Action item:
The entries are to be duplicated exactly, with nothing left out.
*** Source data Section Begins ***
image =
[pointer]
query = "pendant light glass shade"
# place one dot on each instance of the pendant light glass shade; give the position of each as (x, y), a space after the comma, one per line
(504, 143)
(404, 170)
*** Source data Section Ends ***
Response to the task:
image =
[pointer]
query = "pendant light glass shade"
# place one dot on each instance of the pendant light glass shade; give the position of each as (x, y), a space after the comma, one per line
(504, 143)
(404, 170)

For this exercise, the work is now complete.